- TASK TO CARRY OUT: Check each line of the records below and collect those that include the word "adidas".
(PROVIDED INFORMATION begins)
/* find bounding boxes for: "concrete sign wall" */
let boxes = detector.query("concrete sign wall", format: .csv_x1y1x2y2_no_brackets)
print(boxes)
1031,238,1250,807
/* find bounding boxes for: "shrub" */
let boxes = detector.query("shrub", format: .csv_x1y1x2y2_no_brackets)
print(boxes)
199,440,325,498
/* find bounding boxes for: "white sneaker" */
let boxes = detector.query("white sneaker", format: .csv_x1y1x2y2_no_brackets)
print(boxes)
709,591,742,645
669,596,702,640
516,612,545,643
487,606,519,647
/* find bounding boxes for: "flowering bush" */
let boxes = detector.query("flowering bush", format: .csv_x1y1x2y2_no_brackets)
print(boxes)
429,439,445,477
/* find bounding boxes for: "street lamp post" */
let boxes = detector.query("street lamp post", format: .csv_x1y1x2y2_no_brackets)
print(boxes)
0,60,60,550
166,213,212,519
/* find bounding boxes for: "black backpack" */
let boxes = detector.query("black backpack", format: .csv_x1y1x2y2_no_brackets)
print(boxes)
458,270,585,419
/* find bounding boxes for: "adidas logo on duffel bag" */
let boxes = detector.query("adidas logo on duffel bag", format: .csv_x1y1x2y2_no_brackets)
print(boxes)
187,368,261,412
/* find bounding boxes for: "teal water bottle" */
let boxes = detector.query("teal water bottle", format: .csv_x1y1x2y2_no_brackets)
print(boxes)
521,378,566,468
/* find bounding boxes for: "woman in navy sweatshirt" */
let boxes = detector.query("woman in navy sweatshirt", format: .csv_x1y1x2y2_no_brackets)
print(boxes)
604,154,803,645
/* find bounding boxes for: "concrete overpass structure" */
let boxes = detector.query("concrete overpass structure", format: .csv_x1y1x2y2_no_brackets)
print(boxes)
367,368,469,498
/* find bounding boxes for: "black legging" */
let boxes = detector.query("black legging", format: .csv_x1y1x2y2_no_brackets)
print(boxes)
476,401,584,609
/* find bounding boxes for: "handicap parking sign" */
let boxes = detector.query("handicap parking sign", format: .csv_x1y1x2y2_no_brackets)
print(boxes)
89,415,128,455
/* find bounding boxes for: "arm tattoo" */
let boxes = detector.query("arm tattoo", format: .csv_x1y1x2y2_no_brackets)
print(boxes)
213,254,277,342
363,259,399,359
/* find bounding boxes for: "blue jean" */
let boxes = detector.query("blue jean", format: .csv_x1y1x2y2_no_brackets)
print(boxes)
(PROVIDED INFORMATION ends)
- ANSWER SPACE:
/* find bounding boxes for: "adidas logo on duffel bag" */
let boxes = detector.query("adidas logo on duffel bag", format: .csv_x1y1x2y2_no_brackets)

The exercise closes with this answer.